• _Stored records_:
## Start

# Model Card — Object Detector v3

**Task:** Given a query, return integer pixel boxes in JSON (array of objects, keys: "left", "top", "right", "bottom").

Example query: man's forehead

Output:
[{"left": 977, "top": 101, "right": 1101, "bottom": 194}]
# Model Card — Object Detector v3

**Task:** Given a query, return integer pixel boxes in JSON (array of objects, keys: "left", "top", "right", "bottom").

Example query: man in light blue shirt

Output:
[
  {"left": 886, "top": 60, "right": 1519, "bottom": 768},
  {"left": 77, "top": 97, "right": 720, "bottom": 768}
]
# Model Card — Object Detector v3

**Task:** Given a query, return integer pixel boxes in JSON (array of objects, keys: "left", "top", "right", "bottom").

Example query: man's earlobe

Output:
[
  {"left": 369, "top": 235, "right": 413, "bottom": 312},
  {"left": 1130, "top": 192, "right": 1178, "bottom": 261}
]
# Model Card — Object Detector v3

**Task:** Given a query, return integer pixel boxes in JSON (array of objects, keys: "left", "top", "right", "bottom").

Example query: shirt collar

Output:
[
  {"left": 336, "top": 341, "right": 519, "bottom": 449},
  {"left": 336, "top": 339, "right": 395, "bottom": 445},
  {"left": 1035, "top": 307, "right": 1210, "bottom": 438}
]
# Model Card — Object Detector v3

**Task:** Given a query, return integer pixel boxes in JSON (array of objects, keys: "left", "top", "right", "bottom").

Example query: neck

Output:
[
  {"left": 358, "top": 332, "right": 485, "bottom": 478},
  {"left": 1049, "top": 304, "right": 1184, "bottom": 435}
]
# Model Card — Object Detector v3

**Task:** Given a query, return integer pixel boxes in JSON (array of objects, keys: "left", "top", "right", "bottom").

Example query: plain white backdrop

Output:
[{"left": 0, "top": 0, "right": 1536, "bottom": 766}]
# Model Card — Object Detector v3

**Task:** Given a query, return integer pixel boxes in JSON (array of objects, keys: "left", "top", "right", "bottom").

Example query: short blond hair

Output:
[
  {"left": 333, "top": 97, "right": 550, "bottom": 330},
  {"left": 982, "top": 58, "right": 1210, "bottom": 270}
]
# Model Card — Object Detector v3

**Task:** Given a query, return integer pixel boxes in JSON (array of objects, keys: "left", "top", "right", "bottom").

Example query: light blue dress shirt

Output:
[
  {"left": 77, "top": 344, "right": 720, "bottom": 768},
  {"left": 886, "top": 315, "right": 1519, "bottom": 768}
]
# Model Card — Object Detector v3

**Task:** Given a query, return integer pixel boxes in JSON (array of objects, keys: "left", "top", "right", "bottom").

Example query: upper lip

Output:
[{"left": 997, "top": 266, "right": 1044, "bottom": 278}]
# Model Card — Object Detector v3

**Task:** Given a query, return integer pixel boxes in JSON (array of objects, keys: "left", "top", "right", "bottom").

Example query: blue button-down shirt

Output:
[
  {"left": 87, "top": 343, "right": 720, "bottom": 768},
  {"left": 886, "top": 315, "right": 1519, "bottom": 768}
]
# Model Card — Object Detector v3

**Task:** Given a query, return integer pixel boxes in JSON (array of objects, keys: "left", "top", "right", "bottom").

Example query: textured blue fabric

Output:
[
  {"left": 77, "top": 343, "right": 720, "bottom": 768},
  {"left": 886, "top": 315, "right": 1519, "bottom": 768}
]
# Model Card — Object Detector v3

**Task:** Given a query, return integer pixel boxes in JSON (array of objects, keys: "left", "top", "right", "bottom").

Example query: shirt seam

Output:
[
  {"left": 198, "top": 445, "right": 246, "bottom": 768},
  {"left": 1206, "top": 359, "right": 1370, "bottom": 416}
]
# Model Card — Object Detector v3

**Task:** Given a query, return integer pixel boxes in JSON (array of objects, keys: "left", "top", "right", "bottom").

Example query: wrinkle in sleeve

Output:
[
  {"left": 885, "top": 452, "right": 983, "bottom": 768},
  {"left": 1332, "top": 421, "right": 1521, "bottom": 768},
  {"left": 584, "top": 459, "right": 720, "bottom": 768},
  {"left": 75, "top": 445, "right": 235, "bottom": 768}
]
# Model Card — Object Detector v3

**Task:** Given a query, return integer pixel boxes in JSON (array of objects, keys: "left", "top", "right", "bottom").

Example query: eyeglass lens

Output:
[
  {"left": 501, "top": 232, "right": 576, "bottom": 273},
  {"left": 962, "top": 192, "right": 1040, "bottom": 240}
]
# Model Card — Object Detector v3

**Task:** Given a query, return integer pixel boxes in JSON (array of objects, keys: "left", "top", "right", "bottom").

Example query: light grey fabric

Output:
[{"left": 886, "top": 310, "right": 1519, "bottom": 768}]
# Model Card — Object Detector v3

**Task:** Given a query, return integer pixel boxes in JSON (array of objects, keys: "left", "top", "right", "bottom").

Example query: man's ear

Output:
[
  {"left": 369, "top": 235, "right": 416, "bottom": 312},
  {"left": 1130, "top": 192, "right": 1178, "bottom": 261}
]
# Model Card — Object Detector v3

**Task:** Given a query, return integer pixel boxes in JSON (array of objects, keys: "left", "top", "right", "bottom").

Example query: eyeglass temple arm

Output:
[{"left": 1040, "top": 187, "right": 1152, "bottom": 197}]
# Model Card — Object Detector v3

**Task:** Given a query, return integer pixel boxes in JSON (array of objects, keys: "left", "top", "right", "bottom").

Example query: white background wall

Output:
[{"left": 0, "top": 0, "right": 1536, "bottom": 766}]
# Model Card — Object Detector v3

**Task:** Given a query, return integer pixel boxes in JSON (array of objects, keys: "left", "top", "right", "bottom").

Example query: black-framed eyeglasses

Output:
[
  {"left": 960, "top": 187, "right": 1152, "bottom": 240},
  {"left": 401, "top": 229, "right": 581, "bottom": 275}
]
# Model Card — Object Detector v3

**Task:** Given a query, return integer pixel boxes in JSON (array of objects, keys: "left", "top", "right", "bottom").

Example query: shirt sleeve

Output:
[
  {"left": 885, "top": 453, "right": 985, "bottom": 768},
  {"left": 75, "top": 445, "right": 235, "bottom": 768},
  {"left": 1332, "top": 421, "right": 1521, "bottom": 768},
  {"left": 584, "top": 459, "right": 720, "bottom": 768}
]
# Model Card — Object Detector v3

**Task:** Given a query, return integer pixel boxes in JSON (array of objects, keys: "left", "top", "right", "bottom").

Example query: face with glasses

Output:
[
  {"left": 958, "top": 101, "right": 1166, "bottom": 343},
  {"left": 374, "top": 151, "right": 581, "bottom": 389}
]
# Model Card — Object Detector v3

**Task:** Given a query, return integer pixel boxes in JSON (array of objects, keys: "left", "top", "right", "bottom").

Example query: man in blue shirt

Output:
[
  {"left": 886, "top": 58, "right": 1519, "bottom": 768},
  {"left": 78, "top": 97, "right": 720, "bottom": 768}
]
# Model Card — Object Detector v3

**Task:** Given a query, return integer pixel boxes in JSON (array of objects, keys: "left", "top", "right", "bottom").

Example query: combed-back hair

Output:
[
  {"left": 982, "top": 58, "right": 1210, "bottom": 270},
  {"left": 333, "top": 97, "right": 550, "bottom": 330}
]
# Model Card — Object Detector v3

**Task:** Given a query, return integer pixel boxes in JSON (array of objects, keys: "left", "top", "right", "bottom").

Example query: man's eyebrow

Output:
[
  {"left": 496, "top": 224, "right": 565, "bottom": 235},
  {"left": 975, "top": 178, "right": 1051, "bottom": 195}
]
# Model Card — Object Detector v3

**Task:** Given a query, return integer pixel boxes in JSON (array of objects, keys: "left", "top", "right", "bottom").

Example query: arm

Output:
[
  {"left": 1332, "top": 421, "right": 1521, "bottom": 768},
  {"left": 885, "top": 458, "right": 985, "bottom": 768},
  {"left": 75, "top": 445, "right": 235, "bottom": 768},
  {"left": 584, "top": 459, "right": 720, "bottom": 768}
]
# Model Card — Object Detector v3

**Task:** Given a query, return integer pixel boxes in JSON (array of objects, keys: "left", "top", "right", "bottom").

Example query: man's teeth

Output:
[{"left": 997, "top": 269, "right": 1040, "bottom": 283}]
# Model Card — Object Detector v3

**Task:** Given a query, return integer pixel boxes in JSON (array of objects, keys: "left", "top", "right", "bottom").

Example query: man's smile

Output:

## End

Find each line in the listing above that contains the string "shirt", and copy those lines.

• _Response_:
Example query: man in light blue shirt
Example query: shirt collar
Example query: light blue dress shirt
Example query: blue button-down shirt
Example query: shirt seam
Example query: shirt sleeve
Example query: man in blue shirt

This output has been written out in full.